Reproduce the material word for word, from the line containing "GET /v1/locate?query=flagpole" through the line containing "[581,377,800,579]", including both of those lines.
## start Provided records
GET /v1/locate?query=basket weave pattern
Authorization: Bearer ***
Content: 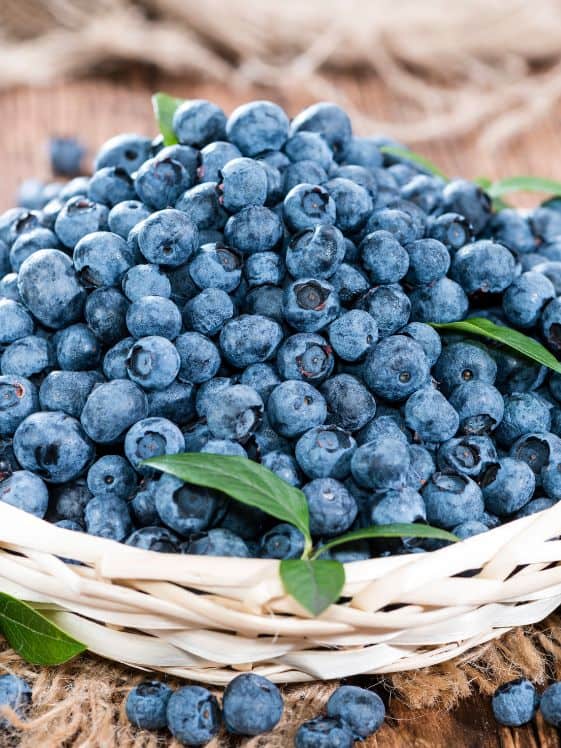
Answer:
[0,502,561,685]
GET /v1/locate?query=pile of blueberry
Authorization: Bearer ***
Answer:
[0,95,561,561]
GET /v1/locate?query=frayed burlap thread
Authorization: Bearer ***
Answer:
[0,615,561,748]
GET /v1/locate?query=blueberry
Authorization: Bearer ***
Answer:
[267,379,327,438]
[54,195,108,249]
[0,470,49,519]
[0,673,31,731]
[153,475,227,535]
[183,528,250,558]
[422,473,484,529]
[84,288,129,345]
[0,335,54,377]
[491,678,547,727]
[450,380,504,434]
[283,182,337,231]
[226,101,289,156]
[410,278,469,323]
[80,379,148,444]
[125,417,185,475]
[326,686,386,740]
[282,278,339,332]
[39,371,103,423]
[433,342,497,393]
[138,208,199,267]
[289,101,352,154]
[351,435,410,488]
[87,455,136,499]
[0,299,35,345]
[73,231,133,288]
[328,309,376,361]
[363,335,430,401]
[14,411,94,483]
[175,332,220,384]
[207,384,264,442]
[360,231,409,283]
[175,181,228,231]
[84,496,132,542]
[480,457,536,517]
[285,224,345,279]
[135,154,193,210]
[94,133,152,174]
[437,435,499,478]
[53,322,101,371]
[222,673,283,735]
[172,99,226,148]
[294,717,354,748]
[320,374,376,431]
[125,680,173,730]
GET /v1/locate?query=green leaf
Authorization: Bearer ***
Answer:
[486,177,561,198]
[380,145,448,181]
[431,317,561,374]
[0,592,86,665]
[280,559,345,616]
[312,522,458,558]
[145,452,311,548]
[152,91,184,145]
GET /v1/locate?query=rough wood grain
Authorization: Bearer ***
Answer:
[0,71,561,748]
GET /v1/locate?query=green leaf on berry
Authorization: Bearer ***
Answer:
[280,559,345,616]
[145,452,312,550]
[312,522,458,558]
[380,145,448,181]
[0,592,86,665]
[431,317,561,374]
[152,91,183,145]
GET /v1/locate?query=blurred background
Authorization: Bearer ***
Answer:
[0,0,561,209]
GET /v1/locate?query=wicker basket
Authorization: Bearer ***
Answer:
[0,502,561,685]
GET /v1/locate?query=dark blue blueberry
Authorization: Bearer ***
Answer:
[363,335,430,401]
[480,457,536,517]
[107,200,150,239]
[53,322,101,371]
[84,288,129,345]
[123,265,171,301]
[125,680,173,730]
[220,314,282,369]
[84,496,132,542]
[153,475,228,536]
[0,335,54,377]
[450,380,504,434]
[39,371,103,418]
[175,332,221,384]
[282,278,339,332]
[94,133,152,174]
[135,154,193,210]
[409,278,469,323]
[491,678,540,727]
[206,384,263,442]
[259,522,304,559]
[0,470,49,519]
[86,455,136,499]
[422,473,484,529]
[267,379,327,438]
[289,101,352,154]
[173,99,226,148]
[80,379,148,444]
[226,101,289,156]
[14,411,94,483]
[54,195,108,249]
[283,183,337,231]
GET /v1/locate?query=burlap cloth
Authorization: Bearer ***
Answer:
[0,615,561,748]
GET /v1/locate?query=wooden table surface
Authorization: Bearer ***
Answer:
## end Provided records
## start Provided records
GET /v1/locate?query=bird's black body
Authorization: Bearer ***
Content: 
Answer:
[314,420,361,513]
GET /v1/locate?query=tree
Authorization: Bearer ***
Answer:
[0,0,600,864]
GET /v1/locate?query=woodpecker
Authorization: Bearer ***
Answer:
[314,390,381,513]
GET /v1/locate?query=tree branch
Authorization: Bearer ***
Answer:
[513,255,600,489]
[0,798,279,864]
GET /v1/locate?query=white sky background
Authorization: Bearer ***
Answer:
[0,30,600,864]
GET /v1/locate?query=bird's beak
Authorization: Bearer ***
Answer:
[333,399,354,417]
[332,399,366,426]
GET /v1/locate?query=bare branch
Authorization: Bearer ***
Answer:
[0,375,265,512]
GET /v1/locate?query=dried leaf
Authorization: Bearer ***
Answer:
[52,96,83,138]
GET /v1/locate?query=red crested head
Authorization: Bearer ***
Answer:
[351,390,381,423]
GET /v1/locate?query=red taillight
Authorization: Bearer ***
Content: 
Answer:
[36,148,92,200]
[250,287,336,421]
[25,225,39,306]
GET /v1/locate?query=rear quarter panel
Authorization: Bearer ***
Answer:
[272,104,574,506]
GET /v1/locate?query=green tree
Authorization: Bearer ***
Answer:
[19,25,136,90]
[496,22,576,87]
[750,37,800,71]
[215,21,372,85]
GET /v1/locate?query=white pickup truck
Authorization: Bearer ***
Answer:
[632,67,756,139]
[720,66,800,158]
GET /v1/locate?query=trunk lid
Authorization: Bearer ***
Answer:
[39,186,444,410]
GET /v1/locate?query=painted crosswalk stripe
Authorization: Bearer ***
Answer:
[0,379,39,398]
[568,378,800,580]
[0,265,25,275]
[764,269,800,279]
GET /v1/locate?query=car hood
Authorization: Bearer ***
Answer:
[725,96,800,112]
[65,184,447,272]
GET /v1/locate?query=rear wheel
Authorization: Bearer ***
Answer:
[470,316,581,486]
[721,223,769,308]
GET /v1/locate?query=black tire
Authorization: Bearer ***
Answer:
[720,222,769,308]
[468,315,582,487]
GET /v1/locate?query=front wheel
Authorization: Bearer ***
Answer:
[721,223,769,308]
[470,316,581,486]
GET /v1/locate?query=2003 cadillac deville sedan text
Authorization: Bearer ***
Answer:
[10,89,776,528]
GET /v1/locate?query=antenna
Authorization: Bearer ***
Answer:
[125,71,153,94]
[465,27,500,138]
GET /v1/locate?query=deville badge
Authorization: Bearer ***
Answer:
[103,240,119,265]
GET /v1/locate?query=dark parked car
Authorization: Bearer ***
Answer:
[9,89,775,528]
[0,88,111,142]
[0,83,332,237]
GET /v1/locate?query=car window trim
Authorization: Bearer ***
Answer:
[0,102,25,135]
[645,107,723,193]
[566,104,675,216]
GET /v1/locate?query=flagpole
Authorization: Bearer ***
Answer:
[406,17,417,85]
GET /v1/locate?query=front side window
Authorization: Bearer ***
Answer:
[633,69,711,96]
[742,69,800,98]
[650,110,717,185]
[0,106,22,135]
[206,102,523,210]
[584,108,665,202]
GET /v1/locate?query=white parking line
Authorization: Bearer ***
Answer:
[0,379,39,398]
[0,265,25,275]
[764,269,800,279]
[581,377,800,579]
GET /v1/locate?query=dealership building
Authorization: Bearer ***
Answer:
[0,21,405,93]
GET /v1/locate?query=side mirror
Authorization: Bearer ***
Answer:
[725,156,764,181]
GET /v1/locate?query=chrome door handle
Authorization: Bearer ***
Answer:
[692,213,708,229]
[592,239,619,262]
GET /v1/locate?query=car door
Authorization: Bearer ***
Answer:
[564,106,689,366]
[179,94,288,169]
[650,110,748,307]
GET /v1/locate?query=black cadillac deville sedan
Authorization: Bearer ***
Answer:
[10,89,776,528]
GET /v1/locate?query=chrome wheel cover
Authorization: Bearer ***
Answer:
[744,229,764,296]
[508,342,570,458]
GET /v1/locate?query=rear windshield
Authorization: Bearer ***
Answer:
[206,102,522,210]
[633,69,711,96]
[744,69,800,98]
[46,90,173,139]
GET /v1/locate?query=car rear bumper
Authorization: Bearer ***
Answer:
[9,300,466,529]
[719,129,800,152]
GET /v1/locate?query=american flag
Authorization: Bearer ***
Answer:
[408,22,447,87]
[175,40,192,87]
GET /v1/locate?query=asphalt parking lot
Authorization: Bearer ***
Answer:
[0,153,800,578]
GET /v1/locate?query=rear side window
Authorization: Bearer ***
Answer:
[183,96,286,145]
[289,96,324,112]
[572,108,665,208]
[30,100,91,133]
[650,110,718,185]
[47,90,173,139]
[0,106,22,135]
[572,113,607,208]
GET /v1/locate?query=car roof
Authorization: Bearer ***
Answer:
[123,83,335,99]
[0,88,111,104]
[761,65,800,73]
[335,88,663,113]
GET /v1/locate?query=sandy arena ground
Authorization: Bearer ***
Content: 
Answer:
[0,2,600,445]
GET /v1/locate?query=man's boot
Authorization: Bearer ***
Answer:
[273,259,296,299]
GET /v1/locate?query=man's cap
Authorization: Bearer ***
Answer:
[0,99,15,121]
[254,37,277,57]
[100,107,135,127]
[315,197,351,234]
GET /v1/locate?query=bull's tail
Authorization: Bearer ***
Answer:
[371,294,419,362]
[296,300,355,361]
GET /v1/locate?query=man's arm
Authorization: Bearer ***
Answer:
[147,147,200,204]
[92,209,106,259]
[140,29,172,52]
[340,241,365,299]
## end Provided records
Solution to this problem
GET /v1/locate?query=flagpole
Authorization: Bearer ***
Answer:
[406,17,417,85]
GET /v1/locate?query=front side window
Authorization: Bearer ***
Answer:
[633,69,711,96]
[742,69,800,98]
[650,110,717,185]
[0,106,22,135]
[206,102,523,210]
[584,108,665,202]
GET /v1/locate?query=white parking line
Authorization: Bearer ***
Answer:
[0,379,39,398]
[0,265,25,275]
[764,269,800,279]
[581,377,800,579]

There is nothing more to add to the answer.